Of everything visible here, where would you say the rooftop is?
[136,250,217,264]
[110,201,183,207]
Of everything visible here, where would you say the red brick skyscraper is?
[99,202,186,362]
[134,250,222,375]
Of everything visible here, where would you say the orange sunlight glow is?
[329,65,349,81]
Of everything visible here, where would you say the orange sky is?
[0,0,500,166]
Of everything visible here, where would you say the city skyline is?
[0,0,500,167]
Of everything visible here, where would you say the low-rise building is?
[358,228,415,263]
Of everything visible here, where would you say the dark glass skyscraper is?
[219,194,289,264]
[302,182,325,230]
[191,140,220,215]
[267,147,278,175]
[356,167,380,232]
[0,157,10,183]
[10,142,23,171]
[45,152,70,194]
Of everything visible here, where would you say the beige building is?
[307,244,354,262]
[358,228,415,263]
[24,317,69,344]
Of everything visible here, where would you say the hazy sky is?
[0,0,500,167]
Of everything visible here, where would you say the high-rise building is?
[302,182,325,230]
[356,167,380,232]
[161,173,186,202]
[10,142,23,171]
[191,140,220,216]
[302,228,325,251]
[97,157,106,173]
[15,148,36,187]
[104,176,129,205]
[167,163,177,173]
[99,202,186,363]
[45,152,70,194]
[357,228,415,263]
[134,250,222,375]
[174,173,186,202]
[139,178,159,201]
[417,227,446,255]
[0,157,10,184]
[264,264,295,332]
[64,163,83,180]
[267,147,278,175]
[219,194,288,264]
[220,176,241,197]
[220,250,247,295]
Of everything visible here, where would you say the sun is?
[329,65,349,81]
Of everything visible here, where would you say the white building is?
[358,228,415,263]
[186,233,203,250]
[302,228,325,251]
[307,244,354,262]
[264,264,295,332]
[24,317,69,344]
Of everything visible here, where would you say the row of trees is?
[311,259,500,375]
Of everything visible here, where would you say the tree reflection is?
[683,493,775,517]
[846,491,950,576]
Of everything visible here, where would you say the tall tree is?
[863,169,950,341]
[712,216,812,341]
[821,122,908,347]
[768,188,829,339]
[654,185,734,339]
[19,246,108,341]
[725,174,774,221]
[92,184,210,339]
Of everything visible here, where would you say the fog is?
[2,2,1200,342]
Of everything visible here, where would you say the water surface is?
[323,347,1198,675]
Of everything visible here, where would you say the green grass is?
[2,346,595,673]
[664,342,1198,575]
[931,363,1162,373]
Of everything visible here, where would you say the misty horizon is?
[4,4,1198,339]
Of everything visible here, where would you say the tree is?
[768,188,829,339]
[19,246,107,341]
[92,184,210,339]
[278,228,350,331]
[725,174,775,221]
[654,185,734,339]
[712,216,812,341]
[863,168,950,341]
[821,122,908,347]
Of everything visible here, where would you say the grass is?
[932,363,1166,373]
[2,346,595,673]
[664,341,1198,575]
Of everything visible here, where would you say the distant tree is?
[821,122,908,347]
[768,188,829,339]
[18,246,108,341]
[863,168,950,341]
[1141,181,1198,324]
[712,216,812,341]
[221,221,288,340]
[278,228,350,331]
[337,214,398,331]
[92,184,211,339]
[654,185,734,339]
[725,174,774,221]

########

Lay out every line of the records above as a numbered list, omitting any blank lines.

• [ANSWER FOR THE TASK]
1. Of everything visible here, where would you say the rooftop is?
2. [136,250,217,264]
3. [110,201,183,207]
4. Of everything visible here, where would you say the red brick skyscraper is?
5. [99,202,186,362]
6. [134,250,222,375]
7. Of everything visible here, where would you say the orange sunlight glow is?
8. [329,65,349,81]
9. Of everything visible here, where would you say the orange sky is?
10. [0,0,500,166]
11. Of everything visible here, where would you say the city skyline is?
12. [0,0,500,167]
13. Of everything visible here, where would you say the low-rise building is?
14. [358,228,415,263]
15. Of everything visible here, where would you say the dark glass skyscraper is?
16. [219,194,289,264]
17. [302,182,325,230]
18. [191,140,220,215]
19. [267,147,278,175]
20. [356,167,380,232]
21. [0,157,10,183]
22. [10,142,23,171]
23. [45,152,70,194]
24. Of everything visible here, where would you say the beige building is?
25. [307,244,354,262]
26. [358,228,415,263]
27. [24,317,69,344]
28. Of everything visible here, where would you say the hazy sky is?
29. [0,0,500,167]
30. Of everything visible here, where would you say the high-rise building is?
31. [302,182,325,230]
32. [356,167,380,232]
33. [161,173,186,202]
34. [10,142,23,171]
35. [191,140,220,216]
36. [302,228,325,251]
37. [97,157,106,173]
38. [15,148,36,187]
39. [104,176,129,205]
40. [167,163,177,173]
41. [99,202,186,363]
42. [45,152,70,194]
43. [357,228,415,263]
44. [134,250,222,375]
45. [174,173,186,202]
46. [139,178,159,201]
47. [417,227,446,255]
48. [0,157,10,184]
49. [264,264,295,332]
50. [64,163,83,180]
51. [267,147,278,175]
52. [219,194,288,264]
53. [220,176,241,197]
54. [220,250,247,295]
55. Of everything visible here, where would you say the sun is?
56. [329,65,349,81]
57. Of everything visible here, where would you say the white building is?
58. [358,228,415,263]
59. [186,233,203,250]
60. [302,228,325,251]
61. [307,244,354,262]
62. [264,264,295,332]
63. [24,317,69,344]
64. Of everything visible here, where would you say the row of trees is?
65. [311,259,500,375]
66. Of everything visible here, where would you say the tree reflection is?
67. [683,493,775,517]
68. [846,491,950,576]
69. Of everything visible here, where would you say the tall tree is?
70. [863,169,950,341]
71. [712,216,812,341]
72. [821,122,908,347]
73. [768,188,829,339]
74. [654,185,734,339]
75. [19,246,108,341]
76. [725,174,774,221]
77. [92,184,210,339]
78. Of everything visible here, where would you say the fog is?
79. [2,2,1200,342]
80. Of everything visible here, where would you say the water surface is?
81. [323,347,1198,675]
82. Of everything visible here, where would you say the green grass is?
83. [2,346,595,673]
84. [664,342,1198,575]
85. [931,363,1162,373]
86. Of everything visible here, where would you say the misty horizon is?
87. [4,4,1198,339]
88. Of everything visible here, where would you say the tree is?
89. [768,188,829,339]
90. [19,246,107,341]
91. [92,184,210,339]
92. [278,228,350,331]
93. [725,174,775,221]
94. [654,185,734,339]
95. [712,216,812,341]
96. [863,168,950,341]
97. [821,122,908,347]
98. Of everything visible here, where would you say the grass is?
99. [932,363,1166,373]
100. [2,346,595,673]
101. [664,341,1198,575]
102. Of everything visible here, where would you say the distant tree is?
103. [821,122,908,347]
104. [768,188,829,339]
105. [18,246,108,341]
106. [863,168,950,341]
107. [1141,181,1198,324]
108. [712,216,812,341]
109. [221,221,288,340]
110. [278,228,350,331]
111. [337,214,398,331]
112. [92,184,211,339]
113. [654,185,734,339]
114. [725,174,774,221]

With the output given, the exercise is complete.